**Requirements**
Keep the images out and copy every entry below exactly.

***** Stored records

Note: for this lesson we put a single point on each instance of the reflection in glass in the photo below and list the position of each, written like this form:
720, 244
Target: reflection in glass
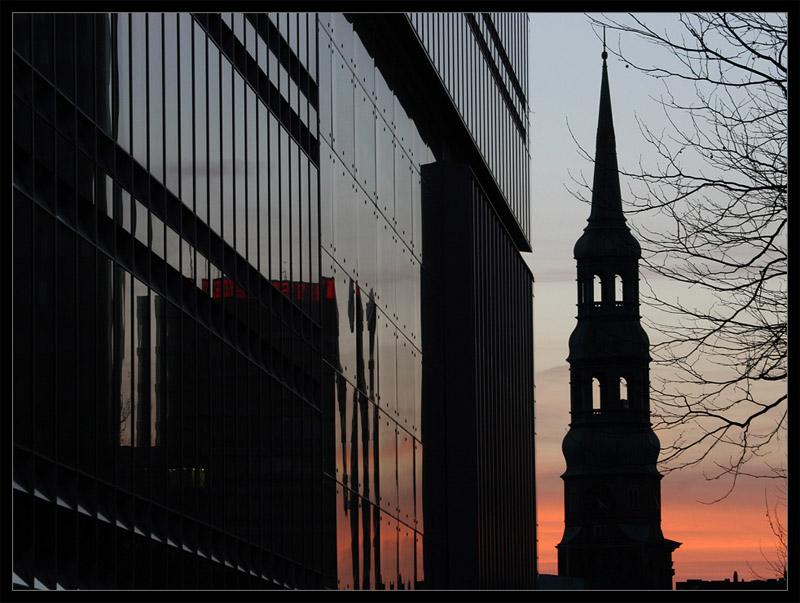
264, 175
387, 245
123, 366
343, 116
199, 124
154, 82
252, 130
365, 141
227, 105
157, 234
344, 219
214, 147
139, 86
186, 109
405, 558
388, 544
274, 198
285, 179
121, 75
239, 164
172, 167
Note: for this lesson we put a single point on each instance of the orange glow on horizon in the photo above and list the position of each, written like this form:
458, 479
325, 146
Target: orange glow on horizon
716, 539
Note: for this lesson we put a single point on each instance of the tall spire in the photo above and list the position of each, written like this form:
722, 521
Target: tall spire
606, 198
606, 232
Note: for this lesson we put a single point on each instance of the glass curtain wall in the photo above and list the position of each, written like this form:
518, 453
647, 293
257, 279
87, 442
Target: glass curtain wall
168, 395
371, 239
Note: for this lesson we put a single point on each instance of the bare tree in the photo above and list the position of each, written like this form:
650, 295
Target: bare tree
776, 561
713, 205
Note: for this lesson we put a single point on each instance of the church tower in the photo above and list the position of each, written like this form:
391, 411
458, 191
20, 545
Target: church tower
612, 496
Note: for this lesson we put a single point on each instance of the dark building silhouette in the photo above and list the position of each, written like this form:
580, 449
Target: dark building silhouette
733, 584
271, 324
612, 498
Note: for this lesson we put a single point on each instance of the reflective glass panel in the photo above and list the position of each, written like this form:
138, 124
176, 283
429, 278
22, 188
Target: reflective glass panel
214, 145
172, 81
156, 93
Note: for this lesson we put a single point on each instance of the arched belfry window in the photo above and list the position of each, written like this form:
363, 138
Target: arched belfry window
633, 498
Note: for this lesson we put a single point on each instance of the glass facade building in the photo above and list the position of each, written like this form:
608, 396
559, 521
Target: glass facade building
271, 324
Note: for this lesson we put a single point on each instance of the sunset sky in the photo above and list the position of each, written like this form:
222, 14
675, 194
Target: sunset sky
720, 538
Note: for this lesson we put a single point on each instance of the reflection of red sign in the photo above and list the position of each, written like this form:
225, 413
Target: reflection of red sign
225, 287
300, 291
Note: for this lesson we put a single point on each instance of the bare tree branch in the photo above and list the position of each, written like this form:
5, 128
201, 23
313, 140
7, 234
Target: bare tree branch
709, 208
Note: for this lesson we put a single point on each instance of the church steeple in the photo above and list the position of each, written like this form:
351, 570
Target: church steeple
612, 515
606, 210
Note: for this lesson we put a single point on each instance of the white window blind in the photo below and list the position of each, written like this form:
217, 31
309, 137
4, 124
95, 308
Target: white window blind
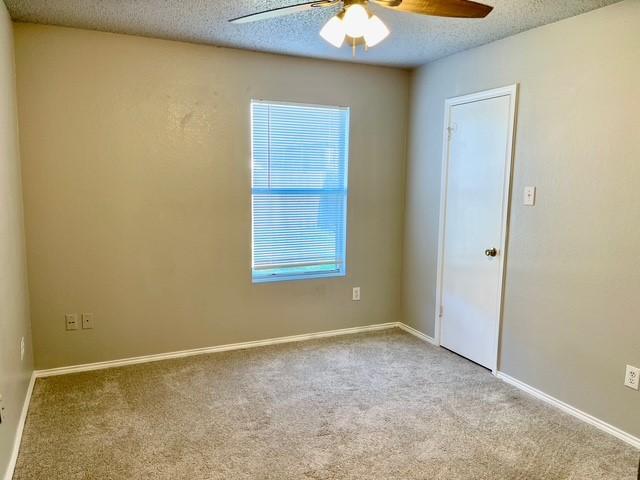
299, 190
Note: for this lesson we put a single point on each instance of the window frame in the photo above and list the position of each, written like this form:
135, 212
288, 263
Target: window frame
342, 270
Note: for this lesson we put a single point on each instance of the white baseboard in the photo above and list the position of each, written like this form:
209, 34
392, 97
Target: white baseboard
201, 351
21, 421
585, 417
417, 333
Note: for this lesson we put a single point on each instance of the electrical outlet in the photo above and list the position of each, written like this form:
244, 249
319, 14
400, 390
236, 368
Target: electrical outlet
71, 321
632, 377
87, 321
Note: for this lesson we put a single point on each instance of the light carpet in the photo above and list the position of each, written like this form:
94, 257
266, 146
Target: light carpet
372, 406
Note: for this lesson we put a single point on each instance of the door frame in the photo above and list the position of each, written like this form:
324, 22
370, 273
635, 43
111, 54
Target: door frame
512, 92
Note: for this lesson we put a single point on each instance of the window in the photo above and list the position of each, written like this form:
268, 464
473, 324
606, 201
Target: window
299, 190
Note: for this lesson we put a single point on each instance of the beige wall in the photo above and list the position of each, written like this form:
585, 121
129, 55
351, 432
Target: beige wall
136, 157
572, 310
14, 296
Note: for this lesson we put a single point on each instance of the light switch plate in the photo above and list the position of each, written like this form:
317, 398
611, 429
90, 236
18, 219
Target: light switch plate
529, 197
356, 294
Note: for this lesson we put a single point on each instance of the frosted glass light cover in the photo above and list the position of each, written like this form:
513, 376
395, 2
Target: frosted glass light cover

**********

**Task result**
Note: for this lesson we put a single point on each instance of the reflection in glass in the photo below and list the position of each, written like this form:
720, 244
Target: reflection in glass
264, 175
387, 245
123, 366
343, 116
199, 124
154, 82
252, 130
365, 141
227, 105
157, 234
344, 219
214, 147
139, 86
186, 109
405, 558
388, 544
274, 198
285, 179
121, 75
239, 164
172, 167
Note: for this lesson we put a single point on each instance of the orange glow on horizon in the photo above and list the position of each, written like this form:
458, 479
325, 146
Target: orange glow on horizon
716, 539
Note: for this lesson we put a single point on each instance of the tall spire in the photo above and list the position of each, written like this form:
722, 521
Target: tall spire
606, 198
606, 232
Note: for this lesson we put a single point on each instance of the glass curtain wall in the photo above and list the position of each, written like this form:
518, 453
647, 293
257, 279
87, 442
Target: glass curtain wall
168, 395
371, 239
Note: for this lesson we put a single point on each instance of the bare tree in the photo above and list the position of each, written like this form:
650, 295
Target: bare tree
776, 561
713, 205
Note: for this lesson we put a single point on each instance of the church tower in the photo above and list the position of each, written like this form:
391, 411
458, 191
20, 545
Target: church tower
612, 496
Note: for this lesson we put a single point on each instance of the dark building silhouette in the photo above and list the position of each, written like this form:
580, 449
Target: dark building silhouette
733, 584
271, 324
612, 498
Note: for this lesson we put a single point on each instance of the reflective glass panel in the photo above and list the position of each, written like this form:
138, 124
176, 283
429, 278
22, 188
Target: reflective glass panel
214, 145
172, 81
156, 93
Note: for this lesson we put a single point on each instance of the arched belfry window in the photo above and list the position of each, written like this form:
363, 138
Target: arched belfry window
633, 498
Note: for this lesson we put a single point on each instance of the glass facade building in the photo above and list the position of each, written like this form:
608, 396
559, 521
Target: glass facade building
271, 324
Note: for this lesson we put a single point on each instance of the sunset sky in the photo above and list the position of each, written like this form:
222, 14
675, 194
Target: sunset sky
720, 538
Note: for this lesson we put a single point on each instance of the reflection of red sign in the photo above and list the position of each, written like this form:
225, 413
Target: reflection of red sign
225, 287
300, 291
Note: for this lesson we put a single point on each instance of the bare tree branch in the photo above and list the position of each, written like this form:
5, 128
201, 23
313, 140
7, 234
Target: bare tree branch
709, 208
Note: for this lesson we put a single point on each instance of the church steeple in the photo above and list the position of each, written like this form:
351, 570
Target: church steeple
612, 515
606, 210
Note: for this lesson we put a single point on each instance of the white window blind in the photo below and list the position of each, written like this form:
217, 31
309, 137
4, 124
95, 308
Target: white window blind
299, 190
Note: for this lesson we put a single point on each instance of the window frame in the photo above and list the position of each, written like this form:
135, 212
288, 263
Target: window frame
342, 270
Note: for this lesson we put a single point on each instance of the white baseboard in the photo above and list the position of each, written like this form:
209, 34
392, 97
Target: white baseboard
201, 351
21, 421
585, 417
417, 333
Note: for this lesson we put a single point on each instance of the electrical outlet in the photo above and list the position of each, written like this form:
244, 249
319, 14
400, 390
236, 368
Target: electrical outlet
71, 321
632, 377
87, 321
Note: for this lesson we put a single point on each instance of the light carpet in the photo above and list the position of each, written like this form:
94, 257
266, 146
Target: light carpet
372, 406
Note: for this lesson we put a single point on each instance of the door frame in the photo above and list the position of each, written like this form:
324, 22
370, 273
635, 43
111, 54
Target: door frame
512, 92
Note: for this lesson we put a single point on each instance of the window in the photo above and list the position of each, written like this form:
268, 464
473, 324
606, 201
Target: window
299, 190
Note: for this lesson we put a single point on each instance of the beige wall in the photo above and list the position of each, written like this form:
585, 121
129, 55
351, 432
Target: beige wall
136, 157
572, 310
14, 296
Note: for this lesson we put a single point on each instance of the light switch plate in the photo above and list the position of each, written like this form:
317, 398
611, 429
90, 236
18, 219
Target: light switch plate
529, 197
356, 294
Note: for this lesson we put a single point on each instance of the frosted glass light cover in the photo above and list the position of each, written like this form:
513, 376
395, 2
Target: frosted glass light cover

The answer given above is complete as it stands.